(Named-object pointing records)
-------
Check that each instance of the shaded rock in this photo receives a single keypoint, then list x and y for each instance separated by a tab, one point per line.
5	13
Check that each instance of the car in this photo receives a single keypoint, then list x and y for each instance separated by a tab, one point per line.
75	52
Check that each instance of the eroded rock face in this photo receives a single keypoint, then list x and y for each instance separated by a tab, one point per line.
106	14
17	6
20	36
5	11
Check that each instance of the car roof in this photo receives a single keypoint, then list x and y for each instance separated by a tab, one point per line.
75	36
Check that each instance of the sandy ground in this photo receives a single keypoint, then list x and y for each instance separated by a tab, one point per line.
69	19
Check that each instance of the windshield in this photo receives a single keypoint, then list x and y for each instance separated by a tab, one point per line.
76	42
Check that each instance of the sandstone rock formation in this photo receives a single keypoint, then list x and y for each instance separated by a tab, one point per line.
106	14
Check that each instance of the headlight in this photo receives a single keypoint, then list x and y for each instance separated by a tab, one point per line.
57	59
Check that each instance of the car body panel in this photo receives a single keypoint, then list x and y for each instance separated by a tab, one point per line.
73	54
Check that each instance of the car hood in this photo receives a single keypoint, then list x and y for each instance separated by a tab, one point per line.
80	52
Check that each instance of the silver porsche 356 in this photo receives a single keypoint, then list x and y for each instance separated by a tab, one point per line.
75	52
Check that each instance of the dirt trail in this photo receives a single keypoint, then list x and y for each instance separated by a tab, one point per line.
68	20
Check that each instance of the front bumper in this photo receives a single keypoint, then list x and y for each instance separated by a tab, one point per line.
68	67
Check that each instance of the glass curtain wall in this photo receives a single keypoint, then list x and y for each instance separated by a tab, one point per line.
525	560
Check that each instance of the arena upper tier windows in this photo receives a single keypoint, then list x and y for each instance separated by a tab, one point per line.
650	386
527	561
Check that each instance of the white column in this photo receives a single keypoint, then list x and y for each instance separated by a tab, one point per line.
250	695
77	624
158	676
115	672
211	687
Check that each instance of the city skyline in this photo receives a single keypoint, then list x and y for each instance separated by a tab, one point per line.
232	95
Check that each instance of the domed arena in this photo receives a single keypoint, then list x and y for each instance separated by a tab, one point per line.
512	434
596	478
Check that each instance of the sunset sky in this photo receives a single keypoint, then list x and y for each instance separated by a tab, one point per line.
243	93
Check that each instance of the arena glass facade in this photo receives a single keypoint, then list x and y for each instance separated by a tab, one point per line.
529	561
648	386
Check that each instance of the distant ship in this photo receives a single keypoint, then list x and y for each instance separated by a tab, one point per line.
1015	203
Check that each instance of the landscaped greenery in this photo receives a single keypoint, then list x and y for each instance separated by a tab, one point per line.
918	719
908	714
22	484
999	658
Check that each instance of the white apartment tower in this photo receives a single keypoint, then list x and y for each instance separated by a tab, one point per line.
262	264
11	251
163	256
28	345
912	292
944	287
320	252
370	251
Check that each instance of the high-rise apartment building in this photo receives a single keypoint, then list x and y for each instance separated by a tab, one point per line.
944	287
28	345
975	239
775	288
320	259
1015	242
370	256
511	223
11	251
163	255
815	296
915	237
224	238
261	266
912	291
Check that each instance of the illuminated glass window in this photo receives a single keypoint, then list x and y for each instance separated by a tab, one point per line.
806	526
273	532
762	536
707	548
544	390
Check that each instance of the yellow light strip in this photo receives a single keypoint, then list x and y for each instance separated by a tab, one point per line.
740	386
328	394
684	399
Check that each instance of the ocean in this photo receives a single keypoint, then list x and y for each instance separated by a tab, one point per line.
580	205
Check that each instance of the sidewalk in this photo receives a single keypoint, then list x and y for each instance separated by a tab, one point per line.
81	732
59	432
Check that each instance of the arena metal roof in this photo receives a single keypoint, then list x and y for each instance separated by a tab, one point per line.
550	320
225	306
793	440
-------
_Problem details_
The lines to reproduce run from the line containing "Check that each instance of the yellow" to the end of the listing; write them out exactly and add nothing.

_Finished exercise_
Check that each instance of the yellow light strip in this photo receives a single keypoint, then list x and y for each instance separated by a tab, one point per line.
740	386
328	394
684	399
Check that each instance of the ocean in this photo receives a single keypoint, then list x and y for each instance separated by a tab, one point per line.
580	205
Check that each instance of the sidewalk in this photo receives a single keypoint, then list x and y for each instance separated by a tab, one point per line.
81	732
59	432
Check that each instance of the arena metal roof in this photo receives a single keypoint, then list x and y for each instance separated by a tab, one point per line.
550	320
225	306
793	440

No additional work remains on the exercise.